Copy the article on Ireland's debt from "Grow your own" up to and including "skill with others.", renaming "night classes" as "evening classes" throughout.

- **EXTRACT PROVIDED**:
■ ■ ■ ■ ■

So the cousin's in trouble. He lost his job, couldn't meet the mortgage, got a loan from a moneylender, then a bigger loan. Now they're battering on the door looking for their money back.
"Look at all that expensive tech stuff you have," they say, peering over his shoulder. "You could sell that computer. What about those carpentry tools?"
"But I need them to run my life! I can't make a proper living without my tools, and the computer and internet connection get me customers!"
"Tough. Nobody forced you to borrow. Now it's time to pay us back."
This is the position Ireland is in with the IMF and the ECB: the moneylenders are peering past us into the hallway, looking for things we can sell to pay them back: our land (they want us to sell off the forest land that is 7% of the country's territory); our utilities (we already, disastrously, sold the phone company - now they want the electricity and gas, and even the water we drink, to be sold to private operators, greedy grinders for profit).
If the cousin came to you for advice, what would you suggest? Not selling the computer, I suspect. You'd take him to MABS, the money advice and budgeting service (not yet privatised itself...), and the MABS advisers would sit down with him and make out a budget plan to help him to order his money affairs.
They would tell him to talk to his lenders and make an arrangement to pay off his debts more slowly. The lenders will accept this, MABS would say, because they know it's more reliable.
Work is what is going to get you out of this problem, MABS would say. Take anything you can - a nixer painting the neighbour's house, a quick programming job setting up a database for your local school's scheduling of classes.
Grow your own vegetables: it won't get you an immediate result, but it will give you relaxing exercise, a way to think things through without being panicky, and then in the height of summer it will cut your food bills, and you can actually give something back to the friends who are helping you, with gifts of home-grown stuff.
If you have a skill, you can offer night classes to the same local schools and share your skill with others.
What MABS wouldn't say is "sell your tools to pay the moneylenders".
The European Central Bank and the International Monetary Fund are also telling the government to cut wages at the bottom - to make our poorer people even poorer - but to maintain salaries at the top.
This is a disastrous plan for the country.
I loved the Celtic Tiger - oh, sure, the arrogance of a small country that has suddenly got rich was embarrassing, but that would have passed. But I spent the Tiger years doing interviews for business magazines, mostly talking to tech entrepreneurs.

■ ■ ■ ■ ■

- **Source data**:
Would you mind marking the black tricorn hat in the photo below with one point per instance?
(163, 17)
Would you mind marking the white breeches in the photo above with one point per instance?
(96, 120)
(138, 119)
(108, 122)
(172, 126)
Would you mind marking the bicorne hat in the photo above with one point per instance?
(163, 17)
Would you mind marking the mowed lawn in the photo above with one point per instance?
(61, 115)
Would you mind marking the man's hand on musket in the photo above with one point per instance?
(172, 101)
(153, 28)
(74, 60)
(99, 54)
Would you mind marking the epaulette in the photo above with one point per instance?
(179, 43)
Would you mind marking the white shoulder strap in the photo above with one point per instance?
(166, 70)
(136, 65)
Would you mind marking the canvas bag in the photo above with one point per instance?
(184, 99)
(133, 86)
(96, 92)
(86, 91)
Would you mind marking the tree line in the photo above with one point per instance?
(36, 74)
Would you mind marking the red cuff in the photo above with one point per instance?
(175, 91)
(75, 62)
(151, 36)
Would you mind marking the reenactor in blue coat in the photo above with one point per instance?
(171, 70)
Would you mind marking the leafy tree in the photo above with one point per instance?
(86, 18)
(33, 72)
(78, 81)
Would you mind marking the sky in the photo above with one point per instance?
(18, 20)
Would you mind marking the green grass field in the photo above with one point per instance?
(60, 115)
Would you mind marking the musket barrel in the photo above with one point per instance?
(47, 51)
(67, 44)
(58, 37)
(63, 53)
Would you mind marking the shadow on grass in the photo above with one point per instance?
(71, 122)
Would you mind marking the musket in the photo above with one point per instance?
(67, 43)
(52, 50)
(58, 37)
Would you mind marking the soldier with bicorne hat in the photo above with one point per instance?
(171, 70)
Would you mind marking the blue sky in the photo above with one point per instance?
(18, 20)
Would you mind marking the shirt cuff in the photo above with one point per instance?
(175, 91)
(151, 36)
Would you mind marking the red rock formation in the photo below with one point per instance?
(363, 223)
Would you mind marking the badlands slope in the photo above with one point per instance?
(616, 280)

■ ■ ■ ■ ■

- **EXERCISE OUTPUT**:
Grow your own vegetables: it won't get you an immediate result, but it will give you relaxing exercise, a way to think things through without being panicky, and then in the height of summer it will cut your food bills, and you can actually give something back to the friends who are helping you, with gifts of home-grown stuff.
If you have a skill, you can offer evening classes to the same local schools and share your skill with others.